## What is required
Each line below needs to be duplicated without alteration.

(Saved entries)
******

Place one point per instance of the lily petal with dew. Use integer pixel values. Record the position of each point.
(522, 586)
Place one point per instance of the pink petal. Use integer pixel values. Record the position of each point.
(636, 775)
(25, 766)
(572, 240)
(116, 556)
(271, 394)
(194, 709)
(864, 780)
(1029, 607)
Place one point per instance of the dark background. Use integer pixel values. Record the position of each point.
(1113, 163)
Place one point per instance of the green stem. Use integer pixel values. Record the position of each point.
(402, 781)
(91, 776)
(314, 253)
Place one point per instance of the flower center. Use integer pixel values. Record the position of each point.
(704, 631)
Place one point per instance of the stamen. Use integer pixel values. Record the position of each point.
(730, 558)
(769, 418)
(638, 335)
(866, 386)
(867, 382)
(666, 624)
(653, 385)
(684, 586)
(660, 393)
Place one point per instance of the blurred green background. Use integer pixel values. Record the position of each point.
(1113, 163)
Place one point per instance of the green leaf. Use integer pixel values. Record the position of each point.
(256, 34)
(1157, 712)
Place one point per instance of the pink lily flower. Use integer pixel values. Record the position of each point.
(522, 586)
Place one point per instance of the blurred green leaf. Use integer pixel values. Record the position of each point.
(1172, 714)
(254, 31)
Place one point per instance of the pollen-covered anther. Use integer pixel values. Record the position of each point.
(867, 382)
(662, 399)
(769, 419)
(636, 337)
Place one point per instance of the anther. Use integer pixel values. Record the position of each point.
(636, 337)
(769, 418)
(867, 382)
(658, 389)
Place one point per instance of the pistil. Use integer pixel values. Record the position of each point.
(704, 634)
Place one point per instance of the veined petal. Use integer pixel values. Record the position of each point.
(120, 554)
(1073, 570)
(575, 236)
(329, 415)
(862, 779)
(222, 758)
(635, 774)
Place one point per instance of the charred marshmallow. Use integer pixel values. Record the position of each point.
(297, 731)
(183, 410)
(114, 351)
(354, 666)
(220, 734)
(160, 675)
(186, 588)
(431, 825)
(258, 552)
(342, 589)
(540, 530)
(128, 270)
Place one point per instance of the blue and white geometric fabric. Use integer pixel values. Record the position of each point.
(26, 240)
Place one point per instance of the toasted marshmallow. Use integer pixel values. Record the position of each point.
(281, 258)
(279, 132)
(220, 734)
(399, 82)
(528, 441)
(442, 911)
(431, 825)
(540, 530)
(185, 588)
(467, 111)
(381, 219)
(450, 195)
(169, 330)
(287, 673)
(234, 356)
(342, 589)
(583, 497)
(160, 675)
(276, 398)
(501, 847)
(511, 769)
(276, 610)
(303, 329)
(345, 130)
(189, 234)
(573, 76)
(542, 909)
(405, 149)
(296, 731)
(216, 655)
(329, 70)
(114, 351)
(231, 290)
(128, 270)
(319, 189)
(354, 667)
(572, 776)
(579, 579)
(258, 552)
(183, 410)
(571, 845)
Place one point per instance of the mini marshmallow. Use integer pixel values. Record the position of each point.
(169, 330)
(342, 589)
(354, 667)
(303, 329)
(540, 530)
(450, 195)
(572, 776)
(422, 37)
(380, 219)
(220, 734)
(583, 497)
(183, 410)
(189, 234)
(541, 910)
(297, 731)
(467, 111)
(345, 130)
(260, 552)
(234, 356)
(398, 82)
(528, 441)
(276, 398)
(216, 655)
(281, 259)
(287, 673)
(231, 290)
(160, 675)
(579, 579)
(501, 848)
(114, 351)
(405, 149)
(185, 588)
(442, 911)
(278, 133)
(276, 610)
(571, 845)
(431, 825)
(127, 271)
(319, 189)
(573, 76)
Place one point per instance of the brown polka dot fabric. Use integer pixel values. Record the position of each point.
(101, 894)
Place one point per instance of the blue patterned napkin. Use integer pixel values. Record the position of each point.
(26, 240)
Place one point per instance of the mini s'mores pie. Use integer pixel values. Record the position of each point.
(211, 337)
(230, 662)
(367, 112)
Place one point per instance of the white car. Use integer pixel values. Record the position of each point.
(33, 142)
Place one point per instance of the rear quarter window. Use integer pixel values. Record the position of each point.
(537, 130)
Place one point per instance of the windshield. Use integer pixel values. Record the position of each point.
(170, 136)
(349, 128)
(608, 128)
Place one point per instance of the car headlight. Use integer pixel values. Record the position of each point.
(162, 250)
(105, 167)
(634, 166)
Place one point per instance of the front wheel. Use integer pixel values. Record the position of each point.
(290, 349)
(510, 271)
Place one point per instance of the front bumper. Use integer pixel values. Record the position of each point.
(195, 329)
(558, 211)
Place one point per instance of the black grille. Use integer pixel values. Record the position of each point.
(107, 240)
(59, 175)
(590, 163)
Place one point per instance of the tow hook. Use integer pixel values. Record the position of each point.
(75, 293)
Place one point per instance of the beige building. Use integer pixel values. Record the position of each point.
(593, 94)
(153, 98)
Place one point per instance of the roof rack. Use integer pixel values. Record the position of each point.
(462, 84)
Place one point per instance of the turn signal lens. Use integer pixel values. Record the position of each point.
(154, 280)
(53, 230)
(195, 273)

******

## Task response
Place one point per instance of the lily petal with dew. Use integer pixel values. Record the position of each point.
(522, 586)
Place one point per instance of the pink petal. Use integer pixel values. Record the position of each point.
(636, 775)
(25, 766)
(572, 240)
(116, 556)
(271, 394)
(194, 709)
(864, 780)
(1029, 607)
Place one point per instance of the dark background. Use integer pixel values. Record the position of each point.
(1113, 163)
Place one point per instance of the green stem. Use integer pixel values. Record the position of each point.
(402, 781)
(91, 776)
(314, 253)
Place one point per instance of the flower center. Use integer pixel values. Record the position of each point.
(704, 631)
Place one point per instance of the stamen. Use integer pixel values. Record the position of each point.
(730, 558)
(769, 418)
(638, 335)
(866, 386)
(867, 382)
(666, 624)
(653, 385)
(684, 586)
(660, 393)
Place one point per instance of the blurred green background. Use integer pixel values. Record the position of each point.
(1113, 163)
Place one point per instance of the green leaf. Use integer pixel values. Record the position of each point.
(256, 34)
(1157, 712)
Place one point per instance of the pink lily flower. Use integer pixel values. Record the position of each point.
(522, 586)
Place one point per instance of the blurred green leaf. Use integer pixel values. Record the position of each point.
(1172, 714)
(254, 31)
Place one point per instance of the pollen-covered anther. Use integer pixel values. Record the position of each point.
(867, 382)
(662, 399)
(769, 419)
(636, 337)
Place one point per instance of the anther. Use integer pixel values. Record the position of each point.
(636, 337)
(769, 418)
(867, 382)
(658, 389)
Place one point per instance of the pistil. Use integer pixel values. Record the position of each point.
(704, 634)
Place one point per instance of the veined petal. Use integer pixel values. Record the position of each point.
(120, 554)
(1073, 570)
(575, 236)
(329, 415)
(862, 779)
(222, 758)
(635, 774)
Place one point per instance of the charred marshmallow. Use integer pixel values. Record the position of each point.
(297, 731)
(183, 410)
(114, 351)
(354, 666)
(220, 734)
(160, 675)
(186, 588)
(431, 825)
(258, 552)
(342, 589)
(540, 530)
(128, 270)
Place one point per instance of the blue and white geometric fabric. Use integer pixel values. Record the position of each point.
(26, 240)
Place one point per instance of the toasted marshmallow. Use integer pixel values. Record the position of each point.
(281, 258)
(279, 132)
(220, 734)
(399, 82)
(528, 441)
(442, 911)
(431, 825)
(540, 530)
(185, 588)
(467, 111)
(381, 219)
(450, 195)
(169, 330)
(287, 673)
(234, 356)
(342, 589)
(583, 497)
(160, 675)
(276, 398)
(501, 847)
(511, 769)
(276, 610)
(303, 329)
(345, 130)
(189, 234)
(573, 76)
(542, 909)
(405, 149)
(296, 731)
(216, 655)
(329, 70)
(114, 351)
(231, 290)
(128, 270)
(319, 189)
(354, 667)
(572, 776)
(579, 579)
(258, 552)
(183, 410)
(571, 845)
Place one point per instance of the mini marshmallow. Use integer pixel values. Record the position of each point.
(169, 330)
(342, 589)
(354, 667)
(303, 329)
(540, 530)
(450, 195)
(572, 776)
(422, 37)
(380, 219)
(220, 734)
(583, 497)
(183, 410)
(189, 234)
(541, 910)
(297, 731)
(467, 111)
(345, 130)
(260, 552)
(234, 356)
(398, 82)
(528, 441)
(276, 398)
(216, 655)
(281, 259)
(287, 673)
(231, 290)
(160, 675)
(579, 579)
(501, 848)
(114, 351)
(405, 149)
(185, 588)
(442, 911)
(278, 133)
(276, 610)
(571, 845)
(431, 825)
(127, 271)
(319, 189)
(573, 76)
Place one point per instance of the brown polka dot fabric. Use integer pixel values. Record the position of each point.
(101, 894)
Place one point per instance of the blue patterned napkin. Use integer pixel values. Record the position of each point.
(26, 240)
Place one point per instance of the mini s'mores pie. Use integer pixel values. Record the position of each point.
(211, 337)
(230, 662)
(367, 112)
Place one point per instance of the white car. Use integer pixel values. Record the position of each point.
(33, 142)
Place one point per instance of the rear quarter window. Use integer pixel values. Record the position of each point.
(537, 130)
Place one point per instance of the windshield. Use integer pixel values. Record the position of each point.
(170, 136)
(349, 128)
(608, 128)
Place one point per instance of the car headlight. Use integer pixel values. Record the position of each point.
(162, 250)
(105, 167)
(634, 166)
Place one point per instance of the front wheel. Use integer pixel values. Record the position of each point.
(290, 349)
(510, 271)
Place one point per instance of the front bumper. Use integer pixel values. Record the position of each point.
(195, 329)
(558, 211)
Place one point per instance of the black grille. Use integer pixel values. Record the position of each point.
(107, 240)
(59, 175)
(590, 163)
Place one point per instance of the tow hook. Use integer pixel values. Record the position of each point.
(75, 293)
Place one point per instance of the beige building. Use integer pixel values. Record the position of each point.
(593, 94)
(153, 98)
Place one point per instance of the roof rack. Use integer pixel values. Record the position of each point.
(462, 84)
Place one point per instance of the turn signal lens. Use integer pixel values. Record the position of each point.
(154, 280)
(53, 230)
(195, 273)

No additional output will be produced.